- _Raw data_:
BEGIN

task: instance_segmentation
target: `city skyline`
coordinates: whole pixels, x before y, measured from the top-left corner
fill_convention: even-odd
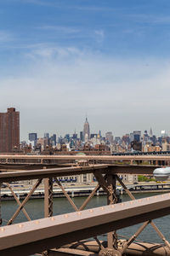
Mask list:
[[[169,1],[0,5],[0,108],[19,109],[21,139],[82,131],[86,113],[94,131],[170,131]]]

END

- _Problem description_: Copy the lines above word for word, but leave out the picture.

- _Result of the exercise_:
task: instance_segmentation
target: `city skyline`
coordinates: whole pixels, x before y, measured from the top-left corner
fill_convention: even-odd
Mask list:
[[[169,1],[0,5],[0,108],[19,109],[21,139],[82,131],[86,113],[94,131],[170,131]]]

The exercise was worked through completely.